Raw records —
────────────────────────────────────────
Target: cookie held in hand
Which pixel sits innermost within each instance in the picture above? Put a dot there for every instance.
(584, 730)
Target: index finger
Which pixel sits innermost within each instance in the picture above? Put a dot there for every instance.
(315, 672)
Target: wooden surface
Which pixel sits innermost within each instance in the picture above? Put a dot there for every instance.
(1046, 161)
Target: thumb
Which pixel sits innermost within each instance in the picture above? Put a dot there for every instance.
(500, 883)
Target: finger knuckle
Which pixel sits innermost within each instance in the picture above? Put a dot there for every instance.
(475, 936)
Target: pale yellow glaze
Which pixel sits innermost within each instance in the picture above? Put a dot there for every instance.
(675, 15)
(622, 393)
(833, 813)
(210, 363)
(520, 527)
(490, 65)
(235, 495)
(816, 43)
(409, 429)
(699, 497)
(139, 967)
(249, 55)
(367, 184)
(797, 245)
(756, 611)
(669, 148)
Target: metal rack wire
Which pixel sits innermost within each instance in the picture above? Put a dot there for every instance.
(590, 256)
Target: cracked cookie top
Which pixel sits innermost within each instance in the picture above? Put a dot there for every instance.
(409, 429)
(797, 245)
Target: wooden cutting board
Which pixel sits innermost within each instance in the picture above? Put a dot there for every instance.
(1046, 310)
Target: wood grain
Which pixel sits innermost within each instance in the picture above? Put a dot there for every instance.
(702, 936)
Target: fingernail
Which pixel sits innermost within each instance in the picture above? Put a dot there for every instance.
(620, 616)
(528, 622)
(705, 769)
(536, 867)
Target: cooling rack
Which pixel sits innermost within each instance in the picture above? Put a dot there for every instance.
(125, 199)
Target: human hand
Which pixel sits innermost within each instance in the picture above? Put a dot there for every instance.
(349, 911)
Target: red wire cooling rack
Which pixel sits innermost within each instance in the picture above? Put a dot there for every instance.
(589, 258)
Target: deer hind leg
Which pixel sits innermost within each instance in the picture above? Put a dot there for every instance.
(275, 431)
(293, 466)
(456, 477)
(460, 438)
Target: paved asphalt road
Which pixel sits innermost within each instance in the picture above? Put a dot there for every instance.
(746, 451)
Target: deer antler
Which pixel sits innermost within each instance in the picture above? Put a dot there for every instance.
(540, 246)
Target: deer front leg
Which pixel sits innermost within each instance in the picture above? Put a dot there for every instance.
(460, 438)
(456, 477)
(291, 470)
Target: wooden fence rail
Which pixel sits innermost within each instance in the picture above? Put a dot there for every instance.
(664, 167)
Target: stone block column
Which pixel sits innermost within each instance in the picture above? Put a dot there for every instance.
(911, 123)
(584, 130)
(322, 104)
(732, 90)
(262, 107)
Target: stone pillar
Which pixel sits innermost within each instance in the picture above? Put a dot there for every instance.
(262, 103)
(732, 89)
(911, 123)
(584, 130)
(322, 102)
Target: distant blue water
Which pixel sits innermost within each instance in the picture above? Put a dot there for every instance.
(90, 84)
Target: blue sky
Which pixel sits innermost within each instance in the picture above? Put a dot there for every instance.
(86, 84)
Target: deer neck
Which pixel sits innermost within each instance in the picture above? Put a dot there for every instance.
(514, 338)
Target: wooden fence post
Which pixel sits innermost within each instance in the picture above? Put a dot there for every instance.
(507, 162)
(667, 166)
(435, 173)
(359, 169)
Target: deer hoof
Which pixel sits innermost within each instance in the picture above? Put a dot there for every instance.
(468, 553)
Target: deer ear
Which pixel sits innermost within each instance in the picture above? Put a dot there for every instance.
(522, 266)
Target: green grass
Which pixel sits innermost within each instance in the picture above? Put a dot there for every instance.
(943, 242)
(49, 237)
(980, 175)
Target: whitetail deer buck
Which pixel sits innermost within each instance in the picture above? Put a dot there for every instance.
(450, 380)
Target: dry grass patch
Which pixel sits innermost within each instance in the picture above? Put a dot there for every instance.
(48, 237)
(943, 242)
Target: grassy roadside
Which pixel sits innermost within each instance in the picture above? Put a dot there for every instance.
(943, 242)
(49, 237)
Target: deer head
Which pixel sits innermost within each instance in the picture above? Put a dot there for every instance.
────────────────────────────────────────
Problem to solve —
Starting from the line with "Target: distant blue water" and ending with the final line of the data, quote every line exactly, both ends included.

Answer to the exercise —
Target: distant blue water
Which pixel sits innermost within each instance in the picture above? Put a dot there for every instance.
(90, 84)
Target: blue sky
Which pixel sits innermost within each instance in the picture above? Put a dot there for every instance.
(86, 84)
Target: deer neck
Which pixel sits innermost within each instance in the picture above? Put a dot there for every instance.
(514, 338)
Target: wooden fence post
Which pixel sits innermost within each instance in the picture above? Put a dot there for every instance.
(507, 162)
(667, 166)
(435, 173)
(359, 169)
Target: deer hoof
Which pixel sits innermost within each instance in the picture above? Put a dot there for every instance.
(468, 553)
Target: deer ear
Which pixel sits innermost within each instance in the picture above? Put a dot there for every instance.
(522, 266)
Target: green grass
Which pixel sits innermost within each instance in the picture above? Put a dot there for every instance.
(943, 242)
(49, 237)
(980, 175)
Target: whitetail deer buck
Which pixel sits innermost within each instance in the picture above? Put a dot there for every instance.
(450, 380)
Target: dry grass patch
Which pixel sits innermost within each instance in the picture above? Put a dot there for every instance.
(48, 237)
(943, 242)
Target: grassy roadside
Which pixel sits innermost within each instance in the picture above? Put a dot there for every instance.
(943, 242)
(49, 237)
Target: deer head
Which pixel sits innermost within each instance in the picture above? Put a dot there for every instance.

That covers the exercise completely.